Canning, crocheting making comeback at fair



It was a good day at the Canfield Fair for Susan Silvashy and her son, Ryan Silvashy.

The Silvashys, both from Canfield, were multiple winners in various food categories, and their creations were on display at the fair’s arts and crafts building.

Susan Silvashy has entered her candy and canned goods at the fair for decades, but she has been canning for even longer, having learned from her mother who did it because it was economical. Her mother-in-law, along with both grandmothers, canned, too.

Out of the hundreds of domestic arts and crafts categories, entries have increased most significantly this year in both crocheting and canning, said Lisa Toy, who has been superintendent of the arts and crafts building for the past 20 years and is in her first year as the fair board’s director of arts and crafts, floral and fine arts.

Toy said she laments the loss of the “old arts,” such as crocheting and canning.

“We just don’t know how to do those anymore,” she said. “We can buy so much, so cheaply. It’s easier to buy it than it is to make it.”

This year, Susan Silvashy won Best of Show in canning for her strawberry marmalade. She also snagged first place for her apple preserves, almond toffee and barbecue sauce.

Susan said she enjoys canning — and canning everything from apple butter, to jalapeno mustard, to pickles — because the process is therapeutic and is almost like “a relaxing therapy.”

But more than that, she likes that she knows precisely what’s going in the jars and also where those ingredients came from, which is often her garden.

Her 33-year-old son said it’s excellent that people are revisiting the almost-forgotten arts of canning, crocheting and baking.

Ryan Silvashy been baking since age 8. This year, he took first place in the general baking division for his molasses oatmeal cookies, along with second place in the men’s baking division for his chocolate cupcakes.

“I like creating something with my own two hands that makes somebody else happy,” he said. “It’s a heck of a lot of fun.”

When Sarah Fishel was younger, she absolutely detested coming into the arts and crafts building.

Now 27, the Greenford resident admitted she loves to check out the needlework, crafts, confections, and baked and canned goods contained within Building 24 — a change of heart that likely has something to do with two of her five entries receiving ribbons.

This year is the first that she’s entered anything at the fair.

“I love the fair, and I’ve been coming every year for forever,” Fishel said. “I thought it would be cool to put stuff in, but I didn’t expect to win.”

Her circular wreath, wrapped in yarn and bedecked with fall-hued felt rosettes, won first place in its category, while a purple pillow composed of crocheted squares took third. Fishel’s other submissions, all crocheted, were a baby blanket, a scarf and a stuffed animal.

Though Fishel started crocheting only about a year and a half ago, she said she already understands the sense of pride that comes from creating something with her own two hands.

“It’s cool to see what you’ve done,” she said. “I didn’t have to go to the store and spend $50 on that. I made it myself.”

Work request A – Rewrite the stretch of the fair article from "This year is" through "a stuffed animal.", replacing "purple pillow" with "blue pillow".
Work request B – For each statement, say whether it agrees with the fair article, and quote the words that decide it: (i) Susan Silvashy won Best of Show in canning for her apple preserves; (ii) Sarah Fishel lives in Greenford; (iii) Ryan Silvashy took first place in the men's baking division.

Data –
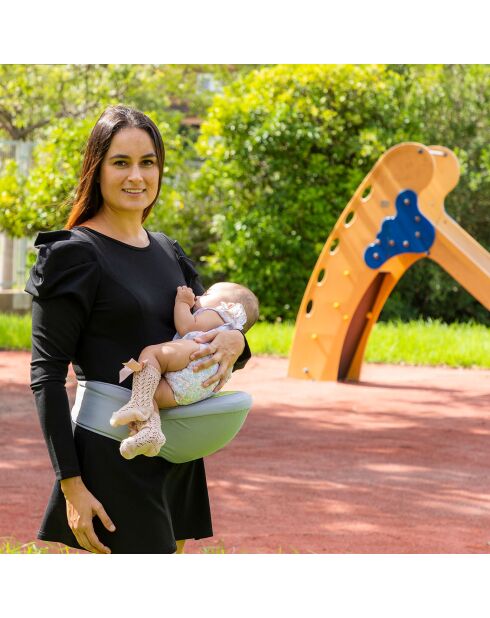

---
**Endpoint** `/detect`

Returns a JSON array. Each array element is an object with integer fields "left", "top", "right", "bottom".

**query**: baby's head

Your response A –
This year is the first that she’s entered anything at the fair.

“I love the fair, and I’ve been coming every year for forever,” Fishel said. “I thought it would be cool to put stuff in, but I didn’t expect to win.”

Her circular wreath, wrapped in yarn and bedecked with fall-hued felt rosettes, won first place in its category, while a blue pillow composed of crocheted squares took third. Fishel’s other submissions, all crocheted, were a baby blanket, a scarf and a stuffed animal.

Your response B –
(i) No: "Susan Silvashy won Best of Show in canning for her strawberry marmalade."
(ii) Yes: "the Greenford resident"
(iii) No: "second place in the men’s baking division for his chocolate cupcakes"